*** Opening EXERCISE MATERIALS ***
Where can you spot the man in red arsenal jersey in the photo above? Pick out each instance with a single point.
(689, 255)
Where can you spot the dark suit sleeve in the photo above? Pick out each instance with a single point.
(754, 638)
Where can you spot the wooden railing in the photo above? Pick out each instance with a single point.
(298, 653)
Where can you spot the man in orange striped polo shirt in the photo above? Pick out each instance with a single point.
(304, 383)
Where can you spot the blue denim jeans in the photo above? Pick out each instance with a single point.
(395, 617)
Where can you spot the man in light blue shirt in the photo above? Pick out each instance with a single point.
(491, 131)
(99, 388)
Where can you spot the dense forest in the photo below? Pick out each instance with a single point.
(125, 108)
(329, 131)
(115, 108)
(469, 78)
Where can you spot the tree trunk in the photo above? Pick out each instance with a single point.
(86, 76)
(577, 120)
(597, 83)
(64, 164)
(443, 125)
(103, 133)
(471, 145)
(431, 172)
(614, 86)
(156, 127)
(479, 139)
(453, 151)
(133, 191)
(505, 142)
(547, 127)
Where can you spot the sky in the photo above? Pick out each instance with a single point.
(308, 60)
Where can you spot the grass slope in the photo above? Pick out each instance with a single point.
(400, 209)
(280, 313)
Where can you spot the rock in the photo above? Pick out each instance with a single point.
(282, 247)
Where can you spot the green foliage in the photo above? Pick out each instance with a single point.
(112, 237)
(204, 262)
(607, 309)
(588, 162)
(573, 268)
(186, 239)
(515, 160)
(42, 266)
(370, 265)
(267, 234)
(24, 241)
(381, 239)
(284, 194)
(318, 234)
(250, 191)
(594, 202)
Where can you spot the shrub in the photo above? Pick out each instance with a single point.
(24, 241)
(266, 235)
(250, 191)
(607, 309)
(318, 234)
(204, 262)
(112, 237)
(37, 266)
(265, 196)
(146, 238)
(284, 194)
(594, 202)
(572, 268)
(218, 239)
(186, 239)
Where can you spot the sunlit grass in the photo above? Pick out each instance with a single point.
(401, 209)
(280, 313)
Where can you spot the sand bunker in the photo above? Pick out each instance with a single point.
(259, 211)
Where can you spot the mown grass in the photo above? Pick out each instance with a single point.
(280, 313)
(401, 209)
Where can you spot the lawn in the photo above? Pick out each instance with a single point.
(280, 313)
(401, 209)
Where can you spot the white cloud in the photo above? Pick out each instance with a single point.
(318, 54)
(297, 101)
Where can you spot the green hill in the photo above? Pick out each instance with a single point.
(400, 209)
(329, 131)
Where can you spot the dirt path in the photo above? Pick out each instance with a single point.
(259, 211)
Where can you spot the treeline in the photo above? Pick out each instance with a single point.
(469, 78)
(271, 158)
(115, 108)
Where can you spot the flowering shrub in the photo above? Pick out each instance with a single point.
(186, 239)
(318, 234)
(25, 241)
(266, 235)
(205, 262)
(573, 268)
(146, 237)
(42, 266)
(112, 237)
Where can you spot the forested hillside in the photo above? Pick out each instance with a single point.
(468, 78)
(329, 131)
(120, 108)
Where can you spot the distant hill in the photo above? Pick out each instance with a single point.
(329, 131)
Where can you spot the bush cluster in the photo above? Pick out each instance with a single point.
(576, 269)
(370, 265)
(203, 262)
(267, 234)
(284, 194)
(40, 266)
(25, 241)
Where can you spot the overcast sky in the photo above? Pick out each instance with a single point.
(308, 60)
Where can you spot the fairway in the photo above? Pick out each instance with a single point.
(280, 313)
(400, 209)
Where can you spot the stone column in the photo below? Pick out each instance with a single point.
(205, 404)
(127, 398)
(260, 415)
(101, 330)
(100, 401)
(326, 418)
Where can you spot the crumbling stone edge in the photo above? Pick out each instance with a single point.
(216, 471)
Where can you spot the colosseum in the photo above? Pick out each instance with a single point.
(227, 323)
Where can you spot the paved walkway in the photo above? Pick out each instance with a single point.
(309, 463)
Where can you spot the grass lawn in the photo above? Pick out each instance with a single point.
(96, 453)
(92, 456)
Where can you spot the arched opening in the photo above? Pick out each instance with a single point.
*** Closing EXERCISE MATERIALS ***
» **PROBLEM STATEMENT**
Reproduce all of the entries above verbatim.

» **ANSWER TO THIS PROBLEM**
Where can you spot the man in red arsenal jersey in the photo above? Pick out each instance with a single point.
(689, 255)
Where can you spot the dark suit sleeve in the photo above? Pick out each instance with a single point.
(754, 638)
Where can you spot the wooden railing in the photo above? Pick out each instance with a single point.
(298, 653)
Where can you spot the man in orange striped polo shirt in the photo above? Pick out each instance with a single point.
(304, 383)
Where can you spot the blue denim jeans in the photo above? Pick out each instance with a single point.
(395, 617)
Where can you spot the man in light blue shirt in the photo above? Pick out each instance with a single point.
(491, 131)
(99, 388)
Where can you spot the dense forest in the photo below? Pick out each instance with a single point.
(125, 108)
(329, 131)
(115, 108)
(469, 78)
Where can you spot the tree trunk in the photo above? Pick out each instance with a single point.
(86, 76)
(577, 120)
(597, 83)
(64, 164)
(443, 125)
(103, 133)
(471, 145)
(431, 172)
(614, 86)
(156, 127)
(479, 139)
(453, 151)
(133, 191)
(505, 142)
(547, 127)
Where can you spot the sky in the photo above? Pick out each instance with a single point.
(308, 60)
Where can you spot the grass slope in the photo above? Pick out each instance with a single point.
(400, 209)
(280, 313)
Where can you spot the rock in the photo above? Pick out each instance with a single point.
(282, 247)
Where can you spot the green foliage in the photo above? Pick out each instance with a single point.
(112, 237)
(204, 262)
(607, 309)
(588, 162)
(573, 268)
(186, 239)
(515, 160)
(42, 266)
(370, 265)
(267, 234)
(24, 241)
(381, 239)
(284, 194)
(318, 234)
(250, 191)
(594, 202)
Where can you spot the shrub in the photo above? Pick out each instance with a single point.
(24, 241)
(266, 235)
(250, 191)
(607, 309)
(318, 234)
(204, 262)
(112, 237)
(37, 266)
(265, 196)
(146, 238)
(284, 194)
(594, 202)
(572, 268)
(218, 239)
(186, 239)
Where can you spot the sunlit grass in the photo above? Pick out each instance with a single point.
(401, 209)
(280, 313)
Where can you spot the sand bunker in the photo above? Pick out each instance with a single point.
(259, 211)
Where can you spot the mown grass in the photo above? Pick out each instance with a single point.
(280, 313)
(401, 209)
Where can you spot the lawn in the photo above? Pick out each instance with a single point.
(280, 313)
(401, 209)
Where can you spot the white cloud in the photo above? Pick out each instance with a single point.
(318, 54)
(297, 101)
Where can you spot the green hill in the photo above? Pick out each instance with a single point.
(400, 209)
(329, 131)
Where can you spot the dirt path in the photo above? Pick out each instance with a single point.
(259, 211)
Where can you spot the treeline in the photo above? Pick out each instance with a single point.
(469, 78)
(271, 158)
(115, 108)
Where can you spot the flowering shrub in the photo above? Pick out each instance with a single point.
(186, 239)
(318, 234)
(25, 241)
(266, 235)
(205, 262)
(573, 268)
(146, 237)
(42, 266)
(112, 237)
Where can you spot the forested hillside in the photo above? Pick out each instance with a single point.
(468, 78)
(329, 131)
(120, 108)
Where can you spot the distant hill in the photo above? Pick out each instance with a single point.
(329, 131)
Where can you spot the bush cluster in the photo above? Pick out each instance with a single point.
(576, 269)
(370, 265)
(203, 262)
(267, 234)
(284, 194)
(40, 266)
(25, 241)
Where can you spot the overcast sky in the photo above? Pick out each instance with a single point.
(308, 60)
Where can you spot the fairway in the photo above? Pick out each instance with a single point.
(280, 313)
(400, 209)
Where can you spot the stone column in the photo below? Pick out each instance with a single point.
(205, 404)
(127, 398)
(260, 415)
(101, 330)
(100, 401)
(326, 418)
Where can you spot the crumbling stone edge in the photo above? Pick out each instance with a single point.
(216, 471)
Where can you spot the colosseum in the photo above? Pick out each instance with a single point.
(227, 323)
Where can you spot the paved walkway in the photo above? Pick out each instance with a single point.
(309, 463)
Where can you spot the grass lawn in the photo above? Pick out each instance with a single point.
(96, 453)
(92, 456)
Where can you spot the arched opening in the photo above? Pick out each instance with a single point.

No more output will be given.